— Task instructions —
Starting with the line that contains "Outline every instance of the small bush." and going through the end of the records, swap "small bush" for "low shrub". Write those lines out again with nothing else changed.

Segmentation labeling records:
---*---

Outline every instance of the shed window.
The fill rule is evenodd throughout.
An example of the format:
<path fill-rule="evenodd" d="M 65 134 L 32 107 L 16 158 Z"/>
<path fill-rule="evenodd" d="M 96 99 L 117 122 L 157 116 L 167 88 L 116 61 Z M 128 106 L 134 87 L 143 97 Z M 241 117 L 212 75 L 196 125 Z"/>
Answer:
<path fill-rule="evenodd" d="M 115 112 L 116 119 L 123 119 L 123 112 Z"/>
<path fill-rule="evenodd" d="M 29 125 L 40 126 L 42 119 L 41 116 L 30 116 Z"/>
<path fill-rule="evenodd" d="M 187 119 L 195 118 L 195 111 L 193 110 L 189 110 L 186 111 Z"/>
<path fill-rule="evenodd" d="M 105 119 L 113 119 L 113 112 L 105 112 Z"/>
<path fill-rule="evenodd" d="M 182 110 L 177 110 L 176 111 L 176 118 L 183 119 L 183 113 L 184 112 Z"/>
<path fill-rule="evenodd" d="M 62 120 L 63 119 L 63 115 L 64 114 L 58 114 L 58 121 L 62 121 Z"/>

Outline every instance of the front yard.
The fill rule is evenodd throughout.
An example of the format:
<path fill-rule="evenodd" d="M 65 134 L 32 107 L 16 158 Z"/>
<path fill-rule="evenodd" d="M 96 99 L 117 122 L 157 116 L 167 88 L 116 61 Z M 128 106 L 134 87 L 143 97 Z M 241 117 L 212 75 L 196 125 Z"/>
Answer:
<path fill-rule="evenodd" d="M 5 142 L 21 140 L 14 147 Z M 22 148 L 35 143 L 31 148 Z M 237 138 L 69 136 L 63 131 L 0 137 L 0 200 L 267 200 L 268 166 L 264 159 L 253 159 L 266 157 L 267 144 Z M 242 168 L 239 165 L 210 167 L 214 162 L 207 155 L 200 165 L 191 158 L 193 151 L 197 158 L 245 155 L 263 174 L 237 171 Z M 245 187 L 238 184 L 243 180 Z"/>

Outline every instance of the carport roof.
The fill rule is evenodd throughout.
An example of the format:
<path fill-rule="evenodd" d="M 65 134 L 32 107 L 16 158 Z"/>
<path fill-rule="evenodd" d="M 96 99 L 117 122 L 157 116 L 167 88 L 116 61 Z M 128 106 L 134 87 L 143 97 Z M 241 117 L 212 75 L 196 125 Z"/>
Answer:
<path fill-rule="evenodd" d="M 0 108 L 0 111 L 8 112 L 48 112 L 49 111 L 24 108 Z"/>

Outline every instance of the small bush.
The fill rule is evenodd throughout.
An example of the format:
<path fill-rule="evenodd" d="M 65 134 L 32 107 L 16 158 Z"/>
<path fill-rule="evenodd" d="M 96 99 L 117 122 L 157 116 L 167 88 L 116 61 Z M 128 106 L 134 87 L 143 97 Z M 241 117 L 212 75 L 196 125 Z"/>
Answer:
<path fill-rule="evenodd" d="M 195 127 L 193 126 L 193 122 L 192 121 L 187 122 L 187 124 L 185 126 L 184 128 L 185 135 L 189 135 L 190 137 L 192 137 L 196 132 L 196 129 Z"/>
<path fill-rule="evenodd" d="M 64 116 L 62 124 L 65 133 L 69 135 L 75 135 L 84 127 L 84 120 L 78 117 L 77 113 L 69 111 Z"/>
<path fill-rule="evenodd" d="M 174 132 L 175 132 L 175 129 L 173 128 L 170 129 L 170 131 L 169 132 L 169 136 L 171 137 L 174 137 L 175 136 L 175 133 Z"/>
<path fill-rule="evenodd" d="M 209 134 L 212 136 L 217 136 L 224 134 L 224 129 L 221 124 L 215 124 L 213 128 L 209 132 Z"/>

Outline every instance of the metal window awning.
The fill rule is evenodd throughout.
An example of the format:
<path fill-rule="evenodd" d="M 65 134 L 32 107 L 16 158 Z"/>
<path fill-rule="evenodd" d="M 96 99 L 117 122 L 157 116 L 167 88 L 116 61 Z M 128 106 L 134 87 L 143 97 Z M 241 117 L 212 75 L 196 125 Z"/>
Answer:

---*---

— Result below —
Outline every instance of the low shrub.
The fill rule is evenodd throughout.
An example of the format:
<path fill-rule="evenodd" d="M 65 134 L 32 107 L 16 158 Z"/>
<path fill-rule="evenodd" d="M 96 99 L 117 122 L 157 116 L 167 88 L 116 61 Z M 128 106 L 134 87 L 143 97 Z M 241 117 L 212 75 L 196 125 Z"/>
Answer:
<path fill-rule="evenodd" d="M 195 127 L 193 126 L 193 122 L 192 121 L 187 122 L 187 124 L 185 126 L 184 128 L 185 135 L 189 135 L 190 137 L 192 137 L 196 132 L 196 129 Z"/>
<path fill-rule="evenodd" d="M 64 116 L 62 124 L 65 133 L 69 135 L 75 135 L 84 127 L 84 120 L 78 117 L 77 113 L 69 111 Z"/>
<path fill-rule="evenodd" d="M 174 132 L 175 132 L 175 129 L 173 128 L 170 129 L 170 131 L 169 132 L 169 136 L 171 137 L 174 137 L 175 136 L 175 133 Z"/>
<path fill-rule="evenodd" d="M 209 134 L 212 136 L 217 136 L 224 134 L 224 129 L 221 124 L 215 124 L 213 128 L 209 132 Z"/>

Outline every instance of the metal window awning.
The fill rule is evenodd throughout.
An example of the format:
<path fill-rule="evenodd" d="M 65 134 L 32 107 L 16 158 Z"/>
<path fill-rule="evenodd" d="M 96 99 L 117 122 L 157 116 L 167 88 L 116 61 Z M 128 106 L 134 87 L 143 97 Z M 241 117 L 212 75 L 196 125 Z"/>
Answer:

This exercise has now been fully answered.